* What is expected *
From the listing below, reproduce verbatim every line from the one containing "of the neck." through the one containing "x=50, y=135", with both of those lines included.

## Begin Entries shown

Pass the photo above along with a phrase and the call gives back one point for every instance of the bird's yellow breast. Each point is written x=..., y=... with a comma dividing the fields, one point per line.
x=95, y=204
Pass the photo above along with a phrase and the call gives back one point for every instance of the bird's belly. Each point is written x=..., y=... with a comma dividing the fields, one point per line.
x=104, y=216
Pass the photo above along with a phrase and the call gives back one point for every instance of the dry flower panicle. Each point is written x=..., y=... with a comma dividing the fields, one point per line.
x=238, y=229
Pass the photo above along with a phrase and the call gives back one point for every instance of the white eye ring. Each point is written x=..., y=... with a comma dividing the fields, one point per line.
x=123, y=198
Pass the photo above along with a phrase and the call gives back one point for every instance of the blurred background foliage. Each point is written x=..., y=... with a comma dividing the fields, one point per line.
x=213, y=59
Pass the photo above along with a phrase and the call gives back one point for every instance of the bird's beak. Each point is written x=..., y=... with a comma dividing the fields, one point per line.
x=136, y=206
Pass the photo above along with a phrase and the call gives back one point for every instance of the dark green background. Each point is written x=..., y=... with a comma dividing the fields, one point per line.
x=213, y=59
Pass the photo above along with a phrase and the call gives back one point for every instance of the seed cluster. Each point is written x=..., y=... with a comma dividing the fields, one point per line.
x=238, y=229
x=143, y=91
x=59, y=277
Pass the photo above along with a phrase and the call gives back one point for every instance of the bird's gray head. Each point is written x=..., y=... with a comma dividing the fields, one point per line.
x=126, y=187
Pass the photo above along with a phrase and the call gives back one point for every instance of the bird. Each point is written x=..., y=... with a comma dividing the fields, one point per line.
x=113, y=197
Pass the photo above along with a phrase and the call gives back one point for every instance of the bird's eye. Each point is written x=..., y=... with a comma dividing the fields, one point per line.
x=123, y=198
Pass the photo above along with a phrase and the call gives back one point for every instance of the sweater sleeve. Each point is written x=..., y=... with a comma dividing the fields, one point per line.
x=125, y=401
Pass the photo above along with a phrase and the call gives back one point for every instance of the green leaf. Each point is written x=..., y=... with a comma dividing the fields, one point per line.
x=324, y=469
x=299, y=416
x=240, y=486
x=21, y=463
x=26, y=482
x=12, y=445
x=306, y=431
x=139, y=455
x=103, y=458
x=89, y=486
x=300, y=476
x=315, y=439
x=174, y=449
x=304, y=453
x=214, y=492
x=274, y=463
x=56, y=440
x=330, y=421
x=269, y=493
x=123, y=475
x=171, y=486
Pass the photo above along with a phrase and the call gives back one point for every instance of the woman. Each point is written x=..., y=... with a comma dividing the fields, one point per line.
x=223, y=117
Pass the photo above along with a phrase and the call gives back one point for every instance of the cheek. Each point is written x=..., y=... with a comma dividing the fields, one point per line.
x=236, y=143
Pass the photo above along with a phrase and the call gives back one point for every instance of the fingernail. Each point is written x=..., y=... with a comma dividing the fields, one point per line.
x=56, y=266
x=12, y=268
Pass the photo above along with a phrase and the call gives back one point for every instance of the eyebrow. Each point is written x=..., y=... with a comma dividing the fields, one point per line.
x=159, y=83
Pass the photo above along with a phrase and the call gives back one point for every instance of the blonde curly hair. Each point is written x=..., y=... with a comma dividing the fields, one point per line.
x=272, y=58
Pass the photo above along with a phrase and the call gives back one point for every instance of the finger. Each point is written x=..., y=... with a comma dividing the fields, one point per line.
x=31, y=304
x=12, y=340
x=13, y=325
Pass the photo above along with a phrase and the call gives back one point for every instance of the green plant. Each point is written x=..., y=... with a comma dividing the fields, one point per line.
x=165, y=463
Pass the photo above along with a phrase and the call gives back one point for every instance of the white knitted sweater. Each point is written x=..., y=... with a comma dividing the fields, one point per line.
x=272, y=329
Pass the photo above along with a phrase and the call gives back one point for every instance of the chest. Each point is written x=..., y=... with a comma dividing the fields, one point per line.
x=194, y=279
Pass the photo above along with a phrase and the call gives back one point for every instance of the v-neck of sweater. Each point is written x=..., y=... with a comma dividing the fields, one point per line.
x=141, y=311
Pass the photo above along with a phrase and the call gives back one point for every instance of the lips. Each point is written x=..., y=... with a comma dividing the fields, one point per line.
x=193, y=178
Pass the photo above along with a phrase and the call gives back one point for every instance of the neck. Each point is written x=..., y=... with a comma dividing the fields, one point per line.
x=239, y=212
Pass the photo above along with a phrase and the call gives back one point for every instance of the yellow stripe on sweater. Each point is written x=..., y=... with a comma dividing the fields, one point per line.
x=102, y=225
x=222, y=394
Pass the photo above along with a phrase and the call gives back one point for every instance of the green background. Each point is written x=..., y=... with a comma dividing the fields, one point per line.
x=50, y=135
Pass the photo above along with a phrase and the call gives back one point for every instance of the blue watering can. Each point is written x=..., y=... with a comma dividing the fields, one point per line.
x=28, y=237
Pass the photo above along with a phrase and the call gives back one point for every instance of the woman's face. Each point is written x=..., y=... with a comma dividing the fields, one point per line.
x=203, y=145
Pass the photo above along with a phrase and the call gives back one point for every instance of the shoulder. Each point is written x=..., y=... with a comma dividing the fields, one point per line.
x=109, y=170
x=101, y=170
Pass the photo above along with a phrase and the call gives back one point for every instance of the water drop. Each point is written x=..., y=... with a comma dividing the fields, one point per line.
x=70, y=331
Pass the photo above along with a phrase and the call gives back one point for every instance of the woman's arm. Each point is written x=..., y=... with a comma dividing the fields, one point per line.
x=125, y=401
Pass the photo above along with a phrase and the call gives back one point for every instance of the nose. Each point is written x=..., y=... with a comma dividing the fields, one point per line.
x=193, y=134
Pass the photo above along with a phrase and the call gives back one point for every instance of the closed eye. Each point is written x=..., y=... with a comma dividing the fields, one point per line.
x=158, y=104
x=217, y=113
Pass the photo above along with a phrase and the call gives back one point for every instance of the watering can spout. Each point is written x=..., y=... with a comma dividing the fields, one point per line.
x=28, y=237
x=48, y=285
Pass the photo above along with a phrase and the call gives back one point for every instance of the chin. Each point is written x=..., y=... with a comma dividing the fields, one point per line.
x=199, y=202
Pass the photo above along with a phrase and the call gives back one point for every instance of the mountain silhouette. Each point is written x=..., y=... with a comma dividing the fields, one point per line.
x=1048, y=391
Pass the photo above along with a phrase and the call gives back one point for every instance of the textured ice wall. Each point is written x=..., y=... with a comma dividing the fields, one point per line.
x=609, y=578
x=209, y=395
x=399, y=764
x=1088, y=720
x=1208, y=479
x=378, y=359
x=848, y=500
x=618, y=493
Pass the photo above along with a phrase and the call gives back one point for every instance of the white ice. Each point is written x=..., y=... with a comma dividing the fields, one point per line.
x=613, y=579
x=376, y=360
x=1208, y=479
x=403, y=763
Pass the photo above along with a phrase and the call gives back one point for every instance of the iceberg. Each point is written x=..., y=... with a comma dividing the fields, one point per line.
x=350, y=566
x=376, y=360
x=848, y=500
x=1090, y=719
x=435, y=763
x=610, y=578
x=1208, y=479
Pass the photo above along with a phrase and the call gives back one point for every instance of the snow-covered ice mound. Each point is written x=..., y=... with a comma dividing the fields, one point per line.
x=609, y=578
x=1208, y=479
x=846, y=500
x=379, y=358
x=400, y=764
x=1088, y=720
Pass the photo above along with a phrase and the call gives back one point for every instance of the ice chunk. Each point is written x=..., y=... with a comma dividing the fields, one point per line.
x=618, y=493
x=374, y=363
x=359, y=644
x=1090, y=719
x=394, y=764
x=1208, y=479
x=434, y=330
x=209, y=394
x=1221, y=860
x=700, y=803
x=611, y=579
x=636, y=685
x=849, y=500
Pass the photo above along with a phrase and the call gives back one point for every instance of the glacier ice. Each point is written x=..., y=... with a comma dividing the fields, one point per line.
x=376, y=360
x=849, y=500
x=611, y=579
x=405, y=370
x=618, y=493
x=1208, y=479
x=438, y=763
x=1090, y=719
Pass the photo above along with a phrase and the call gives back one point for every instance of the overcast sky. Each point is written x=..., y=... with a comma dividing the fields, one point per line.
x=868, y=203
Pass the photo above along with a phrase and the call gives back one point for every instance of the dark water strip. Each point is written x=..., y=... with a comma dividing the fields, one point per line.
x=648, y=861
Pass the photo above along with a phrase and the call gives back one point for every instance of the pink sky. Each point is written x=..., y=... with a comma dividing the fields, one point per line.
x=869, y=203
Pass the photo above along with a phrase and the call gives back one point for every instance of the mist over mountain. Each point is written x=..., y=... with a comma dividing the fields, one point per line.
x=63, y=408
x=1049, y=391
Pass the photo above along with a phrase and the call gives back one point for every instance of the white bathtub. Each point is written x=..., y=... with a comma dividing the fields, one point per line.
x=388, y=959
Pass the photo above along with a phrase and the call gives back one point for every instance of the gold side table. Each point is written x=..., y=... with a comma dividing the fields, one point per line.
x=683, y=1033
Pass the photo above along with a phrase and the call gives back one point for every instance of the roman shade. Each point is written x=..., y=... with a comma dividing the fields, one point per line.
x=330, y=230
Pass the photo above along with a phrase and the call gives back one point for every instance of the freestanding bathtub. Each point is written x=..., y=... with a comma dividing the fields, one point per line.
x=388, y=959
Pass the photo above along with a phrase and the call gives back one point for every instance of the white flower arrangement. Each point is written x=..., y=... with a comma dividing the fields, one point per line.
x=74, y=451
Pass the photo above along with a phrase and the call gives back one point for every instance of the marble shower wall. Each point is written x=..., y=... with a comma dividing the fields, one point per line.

## End Entries shown

* Solution below *
Pass the photo above along with a phrase and the call gives back one point for every instance of the neck. Each point is written x=..., y=... with a comma dividing the fields, one point per line.
x=239, y=212
Pass the photo above along with a phrase and the call gives back one point for every instance of the yellow stripe on sweater. Each point is written x=..., y=... with a comma dividing the fields, one point per line.
x=102, y=225
x=222, y=394
Pass the photo above along with a phrase and the call gives back one point for every instance of the green background. Each point is written x=..., y=... with a comma dividing the fields, one point per line.
x=50, y=135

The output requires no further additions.